## Work instructions
Tally how many lines in the items below contain the string "instance", and reply with that number alone.

Spatial annotation records:

:::::

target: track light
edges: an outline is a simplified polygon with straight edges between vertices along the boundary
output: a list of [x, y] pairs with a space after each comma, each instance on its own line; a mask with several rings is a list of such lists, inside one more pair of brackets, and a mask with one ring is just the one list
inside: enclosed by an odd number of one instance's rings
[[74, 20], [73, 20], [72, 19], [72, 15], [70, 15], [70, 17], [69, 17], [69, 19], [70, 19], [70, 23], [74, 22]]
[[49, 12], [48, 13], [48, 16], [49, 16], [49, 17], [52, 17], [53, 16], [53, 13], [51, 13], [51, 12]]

:::::

## Written response
2